| What is being asked |
Find every line below that contains the string "uniform", and copy each one out in full. Match case exactly.

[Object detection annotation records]
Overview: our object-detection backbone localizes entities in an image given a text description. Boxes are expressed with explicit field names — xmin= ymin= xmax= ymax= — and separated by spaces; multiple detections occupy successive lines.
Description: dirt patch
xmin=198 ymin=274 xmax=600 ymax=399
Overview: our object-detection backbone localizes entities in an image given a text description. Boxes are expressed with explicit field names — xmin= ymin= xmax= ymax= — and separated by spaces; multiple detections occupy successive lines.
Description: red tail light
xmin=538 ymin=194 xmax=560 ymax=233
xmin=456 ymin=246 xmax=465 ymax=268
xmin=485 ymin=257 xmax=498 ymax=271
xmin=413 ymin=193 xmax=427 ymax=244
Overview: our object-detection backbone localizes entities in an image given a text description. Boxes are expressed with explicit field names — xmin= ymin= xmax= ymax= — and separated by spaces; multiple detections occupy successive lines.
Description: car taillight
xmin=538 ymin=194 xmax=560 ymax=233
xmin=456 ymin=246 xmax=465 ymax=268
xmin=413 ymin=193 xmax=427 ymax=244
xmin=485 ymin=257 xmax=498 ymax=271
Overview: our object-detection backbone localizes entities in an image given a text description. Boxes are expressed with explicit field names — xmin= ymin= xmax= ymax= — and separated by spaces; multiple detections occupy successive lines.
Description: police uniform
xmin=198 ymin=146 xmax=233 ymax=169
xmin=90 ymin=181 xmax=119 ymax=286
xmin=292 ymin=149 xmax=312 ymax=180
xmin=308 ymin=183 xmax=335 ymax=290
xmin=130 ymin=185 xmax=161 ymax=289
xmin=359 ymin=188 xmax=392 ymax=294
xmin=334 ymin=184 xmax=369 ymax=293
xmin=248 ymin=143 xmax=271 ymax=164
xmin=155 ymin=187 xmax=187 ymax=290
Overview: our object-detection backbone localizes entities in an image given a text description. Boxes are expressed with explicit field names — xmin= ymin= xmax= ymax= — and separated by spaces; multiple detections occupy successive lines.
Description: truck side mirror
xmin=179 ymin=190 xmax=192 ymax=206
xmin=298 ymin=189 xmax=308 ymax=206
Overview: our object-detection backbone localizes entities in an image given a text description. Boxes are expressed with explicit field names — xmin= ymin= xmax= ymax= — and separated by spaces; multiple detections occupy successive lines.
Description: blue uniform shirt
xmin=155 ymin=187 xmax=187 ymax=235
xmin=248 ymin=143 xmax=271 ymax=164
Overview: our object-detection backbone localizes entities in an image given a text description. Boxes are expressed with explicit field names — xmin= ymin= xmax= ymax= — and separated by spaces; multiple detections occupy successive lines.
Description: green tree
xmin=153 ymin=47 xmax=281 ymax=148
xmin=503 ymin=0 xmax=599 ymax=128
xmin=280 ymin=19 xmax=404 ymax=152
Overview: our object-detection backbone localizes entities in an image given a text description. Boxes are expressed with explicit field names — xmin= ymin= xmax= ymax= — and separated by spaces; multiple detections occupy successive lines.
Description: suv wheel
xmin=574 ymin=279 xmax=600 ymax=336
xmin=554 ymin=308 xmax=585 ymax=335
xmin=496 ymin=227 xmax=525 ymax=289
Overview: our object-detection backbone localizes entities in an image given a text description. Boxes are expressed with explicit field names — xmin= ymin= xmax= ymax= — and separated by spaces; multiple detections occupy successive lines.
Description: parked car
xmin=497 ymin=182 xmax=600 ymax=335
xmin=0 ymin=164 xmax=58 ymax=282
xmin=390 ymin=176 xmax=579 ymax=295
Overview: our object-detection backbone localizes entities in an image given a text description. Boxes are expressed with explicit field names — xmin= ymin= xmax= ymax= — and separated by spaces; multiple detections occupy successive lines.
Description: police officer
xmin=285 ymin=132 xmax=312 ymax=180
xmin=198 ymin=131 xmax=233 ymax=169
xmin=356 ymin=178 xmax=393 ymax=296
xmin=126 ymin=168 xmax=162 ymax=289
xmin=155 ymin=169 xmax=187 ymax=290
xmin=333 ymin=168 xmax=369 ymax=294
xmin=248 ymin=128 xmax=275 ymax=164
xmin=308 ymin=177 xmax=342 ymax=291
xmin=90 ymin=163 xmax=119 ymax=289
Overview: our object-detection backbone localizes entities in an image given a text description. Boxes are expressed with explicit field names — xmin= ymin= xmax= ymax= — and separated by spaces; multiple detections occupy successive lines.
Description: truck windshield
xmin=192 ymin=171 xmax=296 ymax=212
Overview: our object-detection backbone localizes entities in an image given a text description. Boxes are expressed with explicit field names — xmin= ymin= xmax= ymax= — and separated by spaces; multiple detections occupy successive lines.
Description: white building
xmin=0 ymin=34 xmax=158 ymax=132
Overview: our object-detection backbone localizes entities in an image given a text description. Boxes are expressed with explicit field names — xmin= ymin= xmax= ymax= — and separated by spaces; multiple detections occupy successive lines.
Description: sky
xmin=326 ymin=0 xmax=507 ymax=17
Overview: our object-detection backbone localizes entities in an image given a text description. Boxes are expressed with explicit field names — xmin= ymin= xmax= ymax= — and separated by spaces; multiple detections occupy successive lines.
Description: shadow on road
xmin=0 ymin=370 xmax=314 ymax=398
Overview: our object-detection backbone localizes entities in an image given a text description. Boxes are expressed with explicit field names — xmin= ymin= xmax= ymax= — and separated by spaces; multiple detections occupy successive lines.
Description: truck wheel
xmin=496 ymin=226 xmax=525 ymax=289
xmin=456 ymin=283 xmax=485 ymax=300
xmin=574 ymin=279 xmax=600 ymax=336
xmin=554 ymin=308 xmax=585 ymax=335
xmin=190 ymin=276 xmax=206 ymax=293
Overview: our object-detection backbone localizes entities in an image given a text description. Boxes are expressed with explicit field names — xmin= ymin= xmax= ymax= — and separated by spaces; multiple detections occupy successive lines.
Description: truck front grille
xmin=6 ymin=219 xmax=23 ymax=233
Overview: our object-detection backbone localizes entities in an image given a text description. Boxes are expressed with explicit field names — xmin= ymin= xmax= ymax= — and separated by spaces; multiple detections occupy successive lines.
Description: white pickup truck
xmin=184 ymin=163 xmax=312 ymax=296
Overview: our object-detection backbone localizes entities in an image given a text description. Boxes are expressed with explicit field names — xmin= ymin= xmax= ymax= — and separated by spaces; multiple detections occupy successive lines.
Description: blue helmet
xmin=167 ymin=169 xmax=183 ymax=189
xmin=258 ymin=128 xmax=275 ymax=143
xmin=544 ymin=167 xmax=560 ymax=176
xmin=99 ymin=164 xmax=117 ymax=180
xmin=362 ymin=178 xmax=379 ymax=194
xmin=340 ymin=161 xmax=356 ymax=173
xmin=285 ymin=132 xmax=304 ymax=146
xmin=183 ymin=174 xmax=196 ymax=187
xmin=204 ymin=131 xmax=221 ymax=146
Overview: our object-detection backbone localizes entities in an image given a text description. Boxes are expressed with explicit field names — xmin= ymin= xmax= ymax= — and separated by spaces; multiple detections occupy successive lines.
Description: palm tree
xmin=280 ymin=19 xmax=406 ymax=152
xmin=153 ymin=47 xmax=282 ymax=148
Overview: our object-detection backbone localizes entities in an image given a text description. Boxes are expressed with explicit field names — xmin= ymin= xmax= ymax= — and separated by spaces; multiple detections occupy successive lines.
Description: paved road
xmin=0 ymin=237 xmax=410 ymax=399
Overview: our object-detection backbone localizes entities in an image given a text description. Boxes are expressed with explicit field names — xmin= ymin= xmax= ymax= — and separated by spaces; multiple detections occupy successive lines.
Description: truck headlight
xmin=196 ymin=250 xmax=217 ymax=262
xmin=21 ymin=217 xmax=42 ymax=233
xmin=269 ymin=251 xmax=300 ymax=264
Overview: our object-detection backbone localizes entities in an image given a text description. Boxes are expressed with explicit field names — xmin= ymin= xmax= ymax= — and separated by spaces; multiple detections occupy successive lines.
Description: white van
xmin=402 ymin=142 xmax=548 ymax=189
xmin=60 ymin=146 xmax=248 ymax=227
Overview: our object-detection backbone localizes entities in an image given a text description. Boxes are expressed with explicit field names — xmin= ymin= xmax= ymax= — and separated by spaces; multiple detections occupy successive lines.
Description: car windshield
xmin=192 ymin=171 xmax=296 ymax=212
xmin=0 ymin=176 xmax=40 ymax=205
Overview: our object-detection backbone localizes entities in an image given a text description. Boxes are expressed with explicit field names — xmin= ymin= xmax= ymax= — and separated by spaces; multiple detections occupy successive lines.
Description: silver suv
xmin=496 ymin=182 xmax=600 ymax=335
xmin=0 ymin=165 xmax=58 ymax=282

| Finished task |
Description: police uniform
Description: blue uniform shirt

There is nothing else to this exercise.